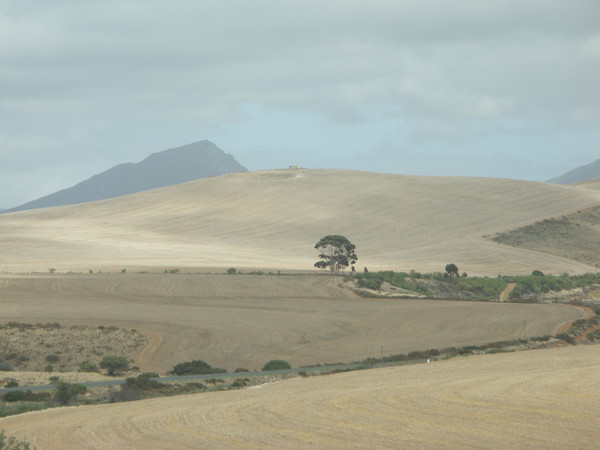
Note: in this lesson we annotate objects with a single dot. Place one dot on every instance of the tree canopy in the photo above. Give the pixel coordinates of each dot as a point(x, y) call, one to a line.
point(335, 252)
point(452, 269)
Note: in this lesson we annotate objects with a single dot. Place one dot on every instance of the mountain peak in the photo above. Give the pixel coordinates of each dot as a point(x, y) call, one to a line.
point(173, 166)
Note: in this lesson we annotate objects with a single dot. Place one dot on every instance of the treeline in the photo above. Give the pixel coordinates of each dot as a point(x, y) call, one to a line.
point(527, 288)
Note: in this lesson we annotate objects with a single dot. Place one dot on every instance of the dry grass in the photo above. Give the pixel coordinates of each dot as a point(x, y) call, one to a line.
point(538, 399)
point(271, 220)
point(575, 236)
point(246, 320)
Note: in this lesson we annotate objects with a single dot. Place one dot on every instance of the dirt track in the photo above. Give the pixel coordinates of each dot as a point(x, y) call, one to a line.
point(538, 399)
point(271, 220)
point(236, 321)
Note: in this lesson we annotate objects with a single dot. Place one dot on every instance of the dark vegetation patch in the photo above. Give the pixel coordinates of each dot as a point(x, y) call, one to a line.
point(576, 236)
point(528, 288)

- _Description of the task_
Restate each entry verbatim and skip every image.

- _Expected answer_
Note: in this lesson we annotate objects with a single dot. Place one dot on every instance of the tree canopy in the photo above. Give the pixel coordinates of each dot as a point(x, y) call, one to a line.
point(335, 252)
point(452, 269)
Note: in this lesson we annotate objects with a single dot. Place one dot on every instance of the mountain peak in the photo above. Give the pixel coordinates of each dot as a point(x, y) call, one to a line.
point(173, 166)
Note: in this lesson we annotate objects with a single dot. Place one dot on every instance of the treeline in the photo above. Give the pixel coordinates of each dot as a point(x, y) call, one to a line.
point(527, 288)
Note: in this lesson we annotate objects with a single dot. Place one dot on every instance of the dry grass in the photo above. Give the pixel coordinates of each dot as a point(x, y) call, one to a line.
point(538, 399)
point(271, 220)
point(575, 236)
point(246, 320)
Note: in this lesson we annotate objects with a single dot. Place one dot on every instance of the dirt track in the photo above. Give the pixel coordinates of each dot as a point(x, y) call, one to a line.
point(538, 399)
point(271, 220)
point(236, 321)
Note: in this lesson we annotate objects with a single dot. Place one dot on every instance of the dark vegetation patch in the photo above. Give the pixel coordinates of each dot as a point(x, y) call, one to a line.
point(576, 236)
point(528, 288)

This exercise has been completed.